> **THE RECORDS**

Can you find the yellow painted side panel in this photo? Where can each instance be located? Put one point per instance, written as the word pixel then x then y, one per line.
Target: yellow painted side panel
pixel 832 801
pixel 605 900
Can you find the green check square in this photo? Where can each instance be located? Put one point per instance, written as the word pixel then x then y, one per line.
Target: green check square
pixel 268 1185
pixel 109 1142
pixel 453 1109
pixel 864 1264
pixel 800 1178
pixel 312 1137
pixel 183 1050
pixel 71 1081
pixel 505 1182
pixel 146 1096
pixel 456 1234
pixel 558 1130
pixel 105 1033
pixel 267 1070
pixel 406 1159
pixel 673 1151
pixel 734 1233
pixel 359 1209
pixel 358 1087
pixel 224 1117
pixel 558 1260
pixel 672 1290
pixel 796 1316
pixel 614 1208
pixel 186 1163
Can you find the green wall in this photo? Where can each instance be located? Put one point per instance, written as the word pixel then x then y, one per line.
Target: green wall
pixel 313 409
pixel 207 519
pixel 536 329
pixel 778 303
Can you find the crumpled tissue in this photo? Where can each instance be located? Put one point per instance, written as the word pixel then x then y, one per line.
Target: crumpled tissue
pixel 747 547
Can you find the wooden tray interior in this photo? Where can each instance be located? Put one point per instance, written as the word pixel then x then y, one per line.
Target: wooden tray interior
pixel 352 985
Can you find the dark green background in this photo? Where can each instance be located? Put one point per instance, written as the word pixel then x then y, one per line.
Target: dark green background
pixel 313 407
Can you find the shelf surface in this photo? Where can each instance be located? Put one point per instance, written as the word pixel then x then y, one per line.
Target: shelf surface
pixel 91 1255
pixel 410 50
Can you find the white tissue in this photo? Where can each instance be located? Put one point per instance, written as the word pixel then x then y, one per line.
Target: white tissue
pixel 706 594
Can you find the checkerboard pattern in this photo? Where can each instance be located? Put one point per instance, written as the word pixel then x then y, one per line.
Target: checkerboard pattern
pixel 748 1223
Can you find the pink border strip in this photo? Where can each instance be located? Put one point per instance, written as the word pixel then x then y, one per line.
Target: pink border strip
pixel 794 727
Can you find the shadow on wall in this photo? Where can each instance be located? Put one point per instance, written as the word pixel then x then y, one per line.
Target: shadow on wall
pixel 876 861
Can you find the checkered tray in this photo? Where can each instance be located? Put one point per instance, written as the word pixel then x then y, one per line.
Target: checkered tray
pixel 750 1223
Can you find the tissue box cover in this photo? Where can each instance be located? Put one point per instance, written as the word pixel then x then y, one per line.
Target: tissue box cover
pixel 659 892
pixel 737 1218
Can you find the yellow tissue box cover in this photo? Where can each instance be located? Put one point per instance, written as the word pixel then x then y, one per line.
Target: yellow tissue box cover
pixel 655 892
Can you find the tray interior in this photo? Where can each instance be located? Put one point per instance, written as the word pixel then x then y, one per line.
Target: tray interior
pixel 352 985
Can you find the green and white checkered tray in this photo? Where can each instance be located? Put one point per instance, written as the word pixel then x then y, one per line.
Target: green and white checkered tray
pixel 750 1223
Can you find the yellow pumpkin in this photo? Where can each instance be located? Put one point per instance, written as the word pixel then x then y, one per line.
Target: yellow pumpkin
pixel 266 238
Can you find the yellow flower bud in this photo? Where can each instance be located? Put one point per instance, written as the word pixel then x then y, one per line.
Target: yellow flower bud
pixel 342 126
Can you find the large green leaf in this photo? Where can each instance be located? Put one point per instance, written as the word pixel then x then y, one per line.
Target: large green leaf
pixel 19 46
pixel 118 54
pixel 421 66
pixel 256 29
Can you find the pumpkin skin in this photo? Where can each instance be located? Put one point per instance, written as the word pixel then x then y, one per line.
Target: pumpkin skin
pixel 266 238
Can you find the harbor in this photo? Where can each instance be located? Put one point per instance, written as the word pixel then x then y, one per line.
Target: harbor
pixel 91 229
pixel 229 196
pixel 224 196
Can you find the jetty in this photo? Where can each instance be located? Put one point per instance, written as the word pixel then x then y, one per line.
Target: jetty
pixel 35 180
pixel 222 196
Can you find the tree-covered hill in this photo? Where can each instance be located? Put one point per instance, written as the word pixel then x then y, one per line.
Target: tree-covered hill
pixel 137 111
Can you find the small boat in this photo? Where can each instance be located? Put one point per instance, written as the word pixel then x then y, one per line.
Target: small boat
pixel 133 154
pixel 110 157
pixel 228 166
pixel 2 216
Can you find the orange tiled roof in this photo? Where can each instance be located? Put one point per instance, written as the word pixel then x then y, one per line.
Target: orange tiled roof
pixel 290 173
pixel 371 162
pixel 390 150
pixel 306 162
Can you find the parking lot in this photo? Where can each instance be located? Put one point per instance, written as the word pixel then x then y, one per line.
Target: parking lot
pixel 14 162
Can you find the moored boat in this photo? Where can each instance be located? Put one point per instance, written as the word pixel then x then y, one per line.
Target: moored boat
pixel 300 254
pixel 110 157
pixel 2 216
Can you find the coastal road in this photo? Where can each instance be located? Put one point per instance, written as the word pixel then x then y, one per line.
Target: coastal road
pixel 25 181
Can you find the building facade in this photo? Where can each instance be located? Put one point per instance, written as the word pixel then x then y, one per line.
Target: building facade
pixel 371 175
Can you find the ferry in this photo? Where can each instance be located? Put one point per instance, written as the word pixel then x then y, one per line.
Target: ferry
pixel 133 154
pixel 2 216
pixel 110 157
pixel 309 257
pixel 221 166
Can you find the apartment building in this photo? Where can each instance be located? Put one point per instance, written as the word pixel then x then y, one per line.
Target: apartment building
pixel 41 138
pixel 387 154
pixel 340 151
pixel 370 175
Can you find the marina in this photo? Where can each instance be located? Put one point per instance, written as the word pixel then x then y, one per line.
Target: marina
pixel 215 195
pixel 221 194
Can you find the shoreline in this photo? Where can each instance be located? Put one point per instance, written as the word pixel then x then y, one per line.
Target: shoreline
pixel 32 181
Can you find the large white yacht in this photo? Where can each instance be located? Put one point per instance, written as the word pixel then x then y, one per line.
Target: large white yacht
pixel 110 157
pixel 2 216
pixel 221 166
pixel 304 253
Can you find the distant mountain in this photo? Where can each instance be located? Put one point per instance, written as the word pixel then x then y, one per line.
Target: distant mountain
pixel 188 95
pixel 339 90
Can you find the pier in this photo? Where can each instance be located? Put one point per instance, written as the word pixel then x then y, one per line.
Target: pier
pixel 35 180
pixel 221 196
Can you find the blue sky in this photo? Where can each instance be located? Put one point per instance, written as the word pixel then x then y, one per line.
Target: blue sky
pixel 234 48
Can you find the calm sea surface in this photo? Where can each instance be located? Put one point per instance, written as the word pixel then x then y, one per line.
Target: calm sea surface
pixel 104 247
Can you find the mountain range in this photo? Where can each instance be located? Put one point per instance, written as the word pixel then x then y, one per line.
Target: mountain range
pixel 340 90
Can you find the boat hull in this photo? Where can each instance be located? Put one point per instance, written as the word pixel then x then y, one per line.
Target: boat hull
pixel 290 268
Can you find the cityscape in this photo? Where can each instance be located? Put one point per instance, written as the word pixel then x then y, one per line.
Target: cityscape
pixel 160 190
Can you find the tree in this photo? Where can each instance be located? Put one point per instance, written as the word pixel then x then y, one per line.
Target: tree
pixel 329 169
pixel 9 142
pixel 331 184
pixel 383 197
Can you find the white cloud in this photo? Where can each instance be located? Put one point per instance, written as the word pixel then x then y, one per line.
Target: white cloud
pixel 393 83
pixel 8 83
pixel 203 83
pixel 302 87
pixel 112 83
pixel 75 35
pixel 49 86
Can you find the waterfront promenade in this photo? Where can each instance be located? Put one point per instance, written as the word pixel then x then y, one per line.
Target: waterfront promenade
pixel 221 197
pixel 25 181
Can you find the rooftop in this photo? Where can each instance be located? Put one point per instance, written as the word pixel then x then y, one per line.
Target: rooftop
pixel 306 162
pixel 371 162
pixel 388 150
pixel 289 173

> **EXERCISE DESCRIPTION**
From the entries above, give again exactly the lines running from the line with "Can you find the checkered" to the line with "Can you find the harbor"; include both of those lines.

> **WRITTEN REPLY**
Can you find the checkered tray in this photo? Where can each instance be located? Put one point per instance, written as the word pixel then x then y, one per line.
Target: checkered tray
pixel 750 1223
Can you find the tissue box cover in this photo? Where can each instance be located? Put one point per instance, written as the word pixel then x then y, one per line.
Target: tissue box cover
pixel 659 892
pixel 737 1218
Can you find the yellow tissue box cover in this photo? Where can each instance be located? Put one point per instance, written as the word pixel then x then y, one per line.
Target: yellow tissue box cover
pixel 655 892
Can you find the tray interior in this photo? Where can each instance be located? Put one point per instance, written as the word pixel then x then y, one per line.
Target: tray interior
pixel 352 985
Can you find the green and white checkered tray in this photo? Where can each instance be located? Put one point per instance, written as the word pixel then x then y, one per line.
Target: green and white checkered tray
pixel 750 1223
Can you find the yellow pumpkin in this photo? Where can each instance be located? Put one point per instance, written as the word pixel then x then y, one per line.
Target: yellow pumpkin
pixel 266 238
Can you find the yellow flower bud in this photo? Where can each instance be located? Put one point per instance, written as the word pixel then x then y, one per line.
Target: yellow flower bud
pixel 342 126
Can you find the large green leaf in this photo? Where can each instance be located? Put one point per instance, written as the word pixel then x then y, one per line.
Target: large green leaf
pixel 19 46
pixel 118 54
pixel 421 66
pixel 256 29
Can you find the pumpkin skin in this photo? Where can each instance be located? Put one point per instance, written as the word pixel then x then y, one per line.
Target: pumpkin skin
pixel 266 238
Can you find the harbor in this photo? Where can each instance be located? Put one point per instance, written as the word pixel then x then y, one per line.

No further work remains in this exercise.